BEGIN Excerpted text
At various facilities across the United States, all of the avionics boxes were tested for their tolerance of vibration, shock, thermal extremes, and electromagnetic effects. At Marshall, they were linked together to check for their ability to communicate and cope with a wide range of simulated emergencies. During the Green Run, according to Lisa Espy, NASA lead test engineer for core stage avionics, of special interest will be how heritage hardware—equipment adapted from earlier space ventures—holds up. One item of interest is the SLS flight computer, which has been modified from a Boeing box designed for satellite launches. Because the flight computer is crucial to a good flight, and because it’s considered more delicate than other gear, it gets to ride in a (comparatively) quiet section of the core stage, the forward skirt at the top.

Automatic controls that govern the main engines are also new. The shuttle versions relied on electronic controllers for which parts are no longer available, so the agency substituted a newer controller, one designed for the Ares rockets, and redesigned it to be compatible with the SLS main engines. The SLS has also inherited from the shuttle a health monitoring system better able to avoid the false alert that shut down an engine during climb-out on shuttle mission 51-F, which had to settle for a lower orbit than planned. Sensors and the health monitoring system were upgraded as a result.

All of these electronics as well as the pumps and engines will operate during the Green Run for the duration of an SLS ascent to orbit—just over eight minutes. (The test will be considered successful, though, if the system runs for at least five minutes.)

If the Green Run is deemed unsuccessful, the core stage could require an additional test firing. Technicians will pore over the results; check for damage from heat, noise, and vibration; and determine whether another test is necessary. “We really, really hope it works the first time like it’s supposed to,” says Roberts.

After testing is complete, refurbishment of the core stage at Stennis will take two months. Then comes a second journey by barge—to the Kennedy Space Center in Florida. At Kennedy’s Vertical Assembly Building, technicians will work for six months to integrate the stage with the rest of the rocket and Orion. Finally, Artemis I, with its cargo of 13 cubesats and an empty Orion capsule, will be launched in 2021.
END Excerpted text
BEGIN Provided records
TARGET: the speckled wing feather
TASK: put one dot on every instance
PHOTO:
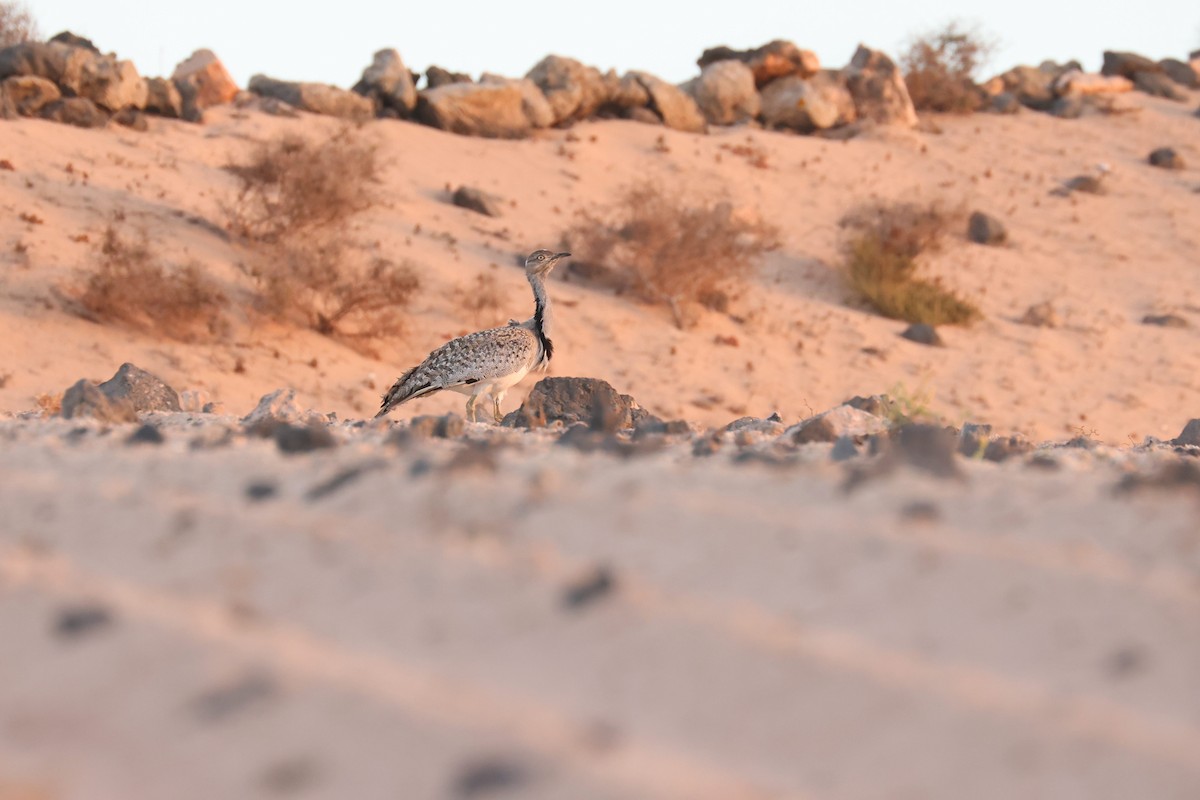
(466, 360)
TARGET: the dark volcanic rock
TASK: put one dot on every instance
(474, 199)
(143, 390)
(1167, 158)
(923, 334)
(985, 229)
(570, 401)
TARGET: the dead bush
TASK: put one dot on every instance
(131, 286)
(940, 67)
(331, 288)
(881, 263)
(294, 184)
(664, 251)
(17, 24)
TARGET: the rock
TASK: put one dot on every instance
(923, 334)
(1189, 435)
(574, 91)
(78, 112)
(1181, 72)
(1127, 65)
(203, 82)
(725, 92)
(1041, 316)
(163, 98)
(315, 97)
(671, 104)
(478, 200)
(143, 390)
(30, 94)
(448, 426)
(808, 104)
(1165, 320)
(437, 77)
(1157, 84)
(828, 426)
(879, 90)
(570, 401)
(497, 110)
(1167, 158)
(389, 83)
(985, 229)
(84, 400)
(777, 59)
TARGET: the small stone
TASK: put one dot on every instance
(923, 334)
(985, 229)
(1167, 158)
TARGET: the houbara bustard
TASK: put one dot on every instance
(486, 362)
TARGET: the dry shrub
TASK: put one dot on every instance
(881, 263)
(940, 66)
(664, 251)
(131, 286)
(293, 185)
(294, 199)
(17, 24)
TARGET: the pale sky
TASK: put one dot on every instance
(333, 42)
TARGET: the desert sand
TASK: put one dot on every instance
(503, 615)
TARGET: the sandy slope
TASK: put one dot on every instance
(1104, 262)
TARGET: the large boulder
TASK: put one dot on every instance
(315, 97)
(571, 401)
(671, 104)
(768, 62)
(30, 94)
(726, 94)
(389, 83)
(495, 109)
(203, 82)
(575, 91)
(879, 90)
(808, 104)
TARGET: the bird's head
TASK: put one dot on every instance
(541, 262)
END Provided records
== Written tasks ==
A) Could you echo, word for word, the part of the Green Run passage that opens with the words containing "Automatic controls that" and closes with "least five minutes.)"?
B) Would you carry on the Green Run passage from the point where it stops?

== Answers given ==
A)
Automatic controls that govern the main engines are also new. The shuttle versions relied on electronic controllers for which parts are no longer available, so the agency substituted a newer controller, one designed for the Ares rockets, and redesigned it to be compatible with the SLS main engines. The SLS has also inherited from the shuttle a health monitoring system better able to avoid the false alert that shut down an engine during climb-out on shuttle mission 51-F, which had to settle for a lower orbit than planned. Sensors and the health monitoring system were upgraded as a result.

All of these electronics as well as the pumps and engines will operate during the Green Run for the duration of an SLS ascent to orbit—just over eight minutes. (The test will be considered successful, though, if the system runs for at least five minutes.)

B)
During research for this article, I asked NASA engineers and contractors how they’d compare the scrupulous details of SLS core-stage testing to techniques the private sector is using. They said they didn’t know, even though SpaceX and Blue Origin are leasing some of NASA’s test stands. SpaceX investors like to describe Elon Musk as a Silicon Valley-minded disruptor willing to move fast and break things. Put NASA down as a wary organization with a hallowed track record that includes past heartache. It moves slowly and doesn’t want to break anything…unless it’s part of a test on that long, hard journey back to the moon.

NASA's New Megarocket

A little bit Shuttle, a little bit Saturn V.

The Space Launch System carries its payload—the Orion space capsule—atop its fuel tanks, as the Apollo program’s Saturn V did, but its propulsion system is inherited from the space shuttle. Engines, boosters, and tanks are all shuttle hardware, but they are supersized. There are four liquid-fuel engines instead of the shuttle’s three, five fuel segments in each of the solid rocket boosters instead of the four that made up the shuttle strap-ons, and much bigger tanks. “The hydrogen tank for SLS is almost as big as the entire External Tank on the space shuttle,” says Mike Alldredge, who leads the thermal protection system team for the SLS core stage at NASA’s Marshall Space Flight Center. Standing 177 feet tall and burning six tons of propellant every second, the solid rocket boosters will provide more than 75 percent of the launcher’s thrust. On the launch pad, they will support the entire 5.75 million-pound weight of the SLS.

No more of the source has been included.